Texto proporcionado:
En el valle de Elah
Director: Paul Haggis
17 enero, 2008 01:00El mecanismo del formato narrativo consiste en identificar la mirada del espectador con la de un padre (honrado ciudadano de incuestionable fidelidad a la patria, impoluta hoja de servicios militares y acrisolada honradez) empeñado en investigar las circunstancias en las que ha muerto su hijo (soldado en Iraq). La audiencia acompaña en todo momento al personaje (interpretado por Tommy Lee Jones) hasta descubrir la verdad que el secretismo militar intenta ocultar. También en este aspecto, por tanto, la fórmula no hace más que imitar las pautas utilizadas ya por filmes como No hay salida (Roger Donaldson), Hardcore (Paul Schrader) o Algunos hombres buenos (Rob Reiner).

Encargo 1: En la reseña de En el valle de Elah, ¿qué actor interpreta al padre?
Encargo 2: Prosigue la reseña de En el valle de Elah a partir de su última oración.
Los datos son un material independiente de la reseña.

Los datos:
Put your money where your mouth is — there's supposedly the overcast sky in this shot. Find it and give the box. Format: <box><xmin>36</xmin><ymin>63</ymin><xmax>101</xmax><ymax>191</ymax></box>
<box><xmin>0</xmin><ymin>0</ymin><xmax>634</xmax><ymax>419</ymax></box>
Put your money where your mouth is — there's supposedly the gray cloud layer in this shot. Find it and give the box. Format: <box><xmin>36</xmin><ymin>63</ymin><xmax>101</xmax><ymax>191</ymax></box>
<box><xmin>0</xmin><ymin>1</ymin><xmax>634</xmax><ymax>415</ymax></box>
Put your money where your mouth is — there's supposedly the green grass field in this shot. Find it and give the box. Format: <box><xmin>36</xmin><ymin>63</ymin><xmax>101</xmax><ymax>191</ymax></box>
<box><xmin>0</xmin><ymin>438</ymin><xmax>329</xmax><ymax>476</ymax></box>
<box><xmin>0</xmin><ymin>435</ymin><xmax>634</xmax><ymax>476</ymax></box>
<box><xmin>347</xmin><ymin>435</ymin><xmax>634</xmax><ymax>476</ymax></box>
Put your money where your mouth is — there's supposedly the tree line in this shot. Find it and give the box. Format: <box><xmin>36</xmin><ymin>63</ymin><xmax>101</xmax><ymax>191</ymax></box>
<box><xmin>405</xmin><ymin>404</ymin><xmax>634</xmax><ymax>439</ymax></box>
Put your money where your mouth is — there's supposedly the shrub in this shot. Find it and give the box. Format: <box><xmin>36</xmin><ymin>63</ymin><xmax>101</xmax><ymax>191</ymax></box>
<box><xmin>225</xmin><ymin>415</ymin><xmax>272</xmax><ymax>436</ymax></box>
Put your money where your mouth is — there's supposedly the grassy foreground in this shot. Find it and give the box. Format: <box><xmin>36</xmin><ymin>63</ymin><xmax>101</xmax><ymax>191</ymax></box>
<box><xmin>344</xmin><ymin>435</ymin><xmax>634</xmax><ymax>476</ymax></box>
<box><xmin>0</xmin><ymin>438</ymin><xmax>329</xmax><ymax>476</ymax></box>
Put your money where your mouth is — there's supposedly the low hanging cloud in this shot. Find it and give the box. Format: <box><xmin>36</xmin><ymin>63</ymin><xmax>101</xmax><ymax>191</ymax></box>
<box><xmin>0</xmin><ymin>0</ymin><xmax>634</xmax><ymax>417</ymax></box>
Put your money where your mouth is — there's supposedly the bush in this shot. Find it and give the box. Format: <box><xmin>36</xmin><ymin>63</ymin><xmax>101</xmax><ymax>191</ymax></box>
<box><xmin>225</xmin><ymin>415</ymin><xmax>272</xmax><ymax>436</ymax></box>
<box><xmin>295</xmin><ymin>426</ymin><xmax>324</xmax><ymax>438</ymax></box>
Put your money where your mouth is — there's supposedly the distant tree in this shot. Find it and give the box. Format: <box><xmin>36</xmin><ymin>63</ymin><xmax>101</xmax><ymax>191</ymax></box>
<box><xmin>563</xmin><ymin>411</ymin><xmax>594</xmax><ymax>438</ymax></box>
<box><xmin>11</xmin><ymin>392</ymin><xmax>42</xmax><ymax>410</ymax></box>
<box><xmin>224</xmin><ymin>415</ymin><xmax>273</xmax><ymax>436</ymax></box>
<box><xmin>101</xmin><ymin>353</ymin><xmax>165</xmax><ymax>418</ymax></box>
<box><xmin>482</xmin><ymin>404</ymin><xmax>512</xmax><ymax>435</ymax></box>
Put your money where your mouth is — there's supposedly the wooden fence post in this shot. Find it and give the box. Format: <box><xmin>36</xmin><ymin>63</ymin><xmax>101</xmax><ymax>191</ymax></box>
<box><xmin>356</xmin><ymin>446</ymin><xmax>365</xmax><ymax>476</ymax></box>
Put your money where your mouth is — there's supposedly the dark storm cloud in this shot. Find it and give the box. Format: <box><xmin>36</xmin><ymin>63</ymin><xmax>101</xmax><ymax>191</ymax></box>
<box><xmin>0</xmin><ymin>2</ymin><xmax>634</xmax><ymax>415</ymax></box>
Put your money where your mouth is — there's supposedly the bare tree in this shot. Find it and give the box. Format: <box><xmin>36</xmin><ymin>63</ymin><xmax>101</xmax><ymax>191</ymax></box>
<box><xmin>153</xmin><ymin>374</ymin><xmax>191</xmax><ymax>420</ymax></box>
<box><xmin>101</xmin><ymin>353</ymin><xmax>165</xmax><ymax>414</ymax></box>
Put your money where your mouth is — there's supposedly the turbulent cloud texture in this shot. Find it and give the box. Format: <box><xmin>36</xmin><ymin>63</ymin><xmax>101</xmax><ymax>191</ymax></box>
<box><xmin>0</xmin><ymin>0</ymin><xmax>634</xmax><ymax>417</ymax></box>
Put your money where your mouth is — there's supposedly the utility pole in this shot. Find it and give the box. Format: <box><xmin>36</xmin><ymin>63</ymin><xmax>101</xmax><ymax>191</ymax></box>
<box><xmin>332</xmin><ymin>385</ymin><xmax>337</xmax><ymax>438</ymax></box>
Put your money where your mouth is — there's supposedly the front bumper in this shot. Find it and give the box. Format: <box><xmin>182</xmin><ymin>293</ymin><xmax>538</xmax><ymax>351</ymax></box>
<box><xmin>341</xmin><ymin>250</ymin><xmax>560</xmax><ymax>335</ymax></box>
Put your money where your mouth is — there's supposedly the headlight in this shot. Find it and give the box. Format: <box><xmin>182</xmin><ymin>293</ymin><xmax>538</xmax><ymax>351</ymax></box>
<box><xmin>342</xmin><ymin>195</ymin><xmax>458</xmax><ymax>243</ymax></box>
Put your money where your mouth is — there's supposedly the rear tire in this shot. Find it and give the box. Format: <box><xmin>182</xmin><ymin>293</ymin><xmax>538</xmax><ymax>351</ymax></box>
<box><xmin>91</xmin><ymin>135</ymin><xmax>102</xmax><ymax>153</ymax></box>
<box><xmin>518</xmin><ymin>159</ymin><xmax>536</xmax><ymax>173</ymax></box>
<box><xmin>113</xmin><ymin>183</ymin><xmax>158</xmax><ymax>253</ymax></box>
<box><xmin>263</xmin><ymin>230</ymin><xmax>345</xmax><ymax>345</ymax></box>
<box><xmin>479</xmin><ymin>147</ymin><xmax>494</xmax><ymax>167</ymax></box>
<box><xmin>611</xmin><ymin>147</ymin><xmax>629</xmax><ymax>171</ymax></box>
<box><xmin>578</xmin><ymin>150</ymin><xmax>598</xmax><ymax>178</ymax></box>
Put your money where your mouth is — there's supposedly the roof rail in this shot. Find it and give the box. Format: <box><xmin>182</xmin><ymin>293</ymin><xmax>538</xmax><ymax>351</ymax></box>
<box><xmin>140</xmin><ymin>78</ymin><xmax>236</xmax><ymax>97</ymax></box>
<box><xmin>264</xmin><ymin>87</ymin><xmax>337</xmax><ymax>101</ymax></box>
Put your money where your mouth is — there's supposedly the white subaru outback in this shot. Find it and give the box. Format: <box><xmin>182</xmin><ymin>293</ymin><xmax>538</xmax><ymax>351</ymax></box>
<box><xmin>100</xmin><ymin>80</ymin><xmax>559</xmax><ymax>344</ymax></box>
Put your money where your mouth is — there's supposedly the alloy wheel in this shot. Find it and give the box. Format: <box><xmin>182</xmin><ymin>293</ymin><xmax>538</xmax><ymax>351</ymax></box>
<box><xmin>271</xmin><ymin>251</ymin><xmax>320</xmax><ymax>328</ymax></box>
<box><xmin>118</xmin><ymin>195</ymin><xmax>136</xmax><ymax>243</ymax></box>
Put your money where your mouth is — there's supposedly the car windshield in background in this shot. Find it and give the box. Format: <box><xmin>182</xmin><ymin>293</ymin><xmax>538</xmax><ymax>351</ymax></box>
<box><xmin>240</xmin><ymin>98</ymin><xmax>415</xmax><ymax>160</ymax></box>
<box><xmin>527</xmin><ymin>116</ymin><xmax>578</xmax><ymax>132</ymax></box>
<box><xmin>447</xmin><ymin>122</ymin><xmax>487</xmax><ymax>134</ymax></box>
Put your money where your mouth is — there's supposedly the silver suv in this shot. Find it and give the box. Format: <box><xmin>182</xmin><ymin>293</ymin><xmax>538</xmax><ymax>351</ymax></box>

Resultado 1: Tommy Lee Jones.

Resultado 2:
La articulación de este formato con la citada perspectiva ideológica ofrece resultados gratificantes. La mirada del liberal Paul Haggis encontrará en el espectador crítico con la invasión un interlocutor que se verá fielmente recompensado por la bien dosificada estructura narrativa. Por eso, cuando el protagonista decida finalmente invertir la bandera en lo alto del mástil para reconocer así que el país tiene problemas, la catarsis moral consigue su objetivo: redime al protagonista y gratifica al espectador identificado con su evolución interna. Todo en orden. Sólo que éste es, sin duda, un orden sospechoso. Un orden construido con minucioso cálculo por el guión, impermeable a toda complejidad o turbulencia subterránea. Un orden que no se asienta sobre la duda, ni sobre la reflexión, ni sobre el análisis de la compleja, frágil y contradictoria realidad interpelada (la conciencia moral del país interior), sino sobre la afirmación de un itinerario que persigue dar un sentido inequívoco -y decidido de antemano- a esa realidad. La crisis ética del protagonista no es interrogada, provocada por las imágenes; es simplemente ilustrada (de forma tan solvente como previsible) por un guión construido a la medida exacta del discurso premeditado y formateado desde su concepción.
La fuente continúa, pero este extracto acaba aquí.